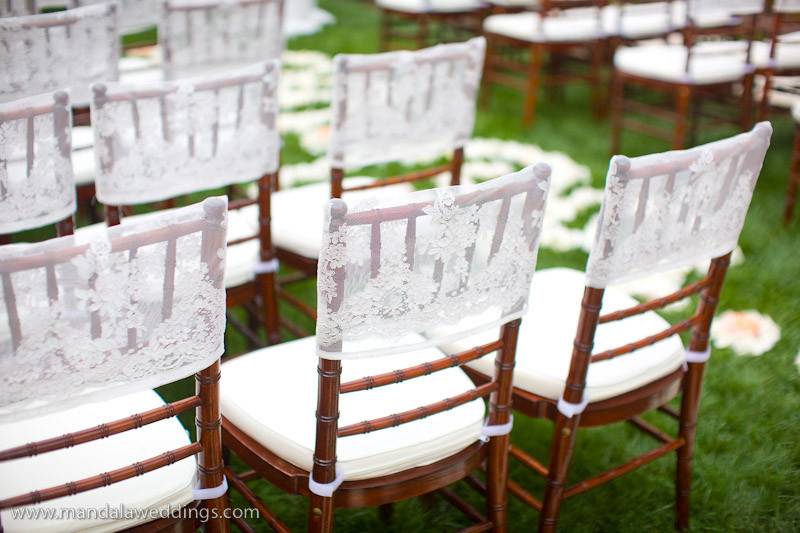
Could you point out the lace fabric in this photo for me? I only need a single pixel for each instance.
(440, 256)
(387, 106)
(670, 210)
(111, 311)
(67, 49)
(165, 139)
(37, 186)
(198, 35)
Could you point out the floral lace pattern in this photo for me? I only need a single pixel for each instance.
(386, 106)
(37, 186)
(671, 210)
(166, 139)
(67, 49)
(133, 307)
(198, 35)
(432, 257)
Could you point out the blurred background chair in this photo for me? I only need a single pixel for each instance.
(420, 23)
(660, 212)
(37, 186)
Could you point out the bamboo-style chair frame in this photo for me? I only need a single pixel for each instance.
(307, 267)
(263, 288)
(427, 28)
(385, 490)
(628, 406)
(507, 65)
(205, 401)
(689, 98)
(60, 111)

=======

### ACTIVITY
The answer should consist only of the lines from the one with "Could you point out the bamboo-style" to the final line of the records above, retyped word for word.

### COMPLETED TASK
Could you point out the bamboo-style chair frame in this photo for me? I only need a single pixel for each instance.
(307, 267)
(263, 288)
(427, 28)
(385, 490)
(628, 406)
(507, 65)
(205, 401)
(689, 98)
(60, 111)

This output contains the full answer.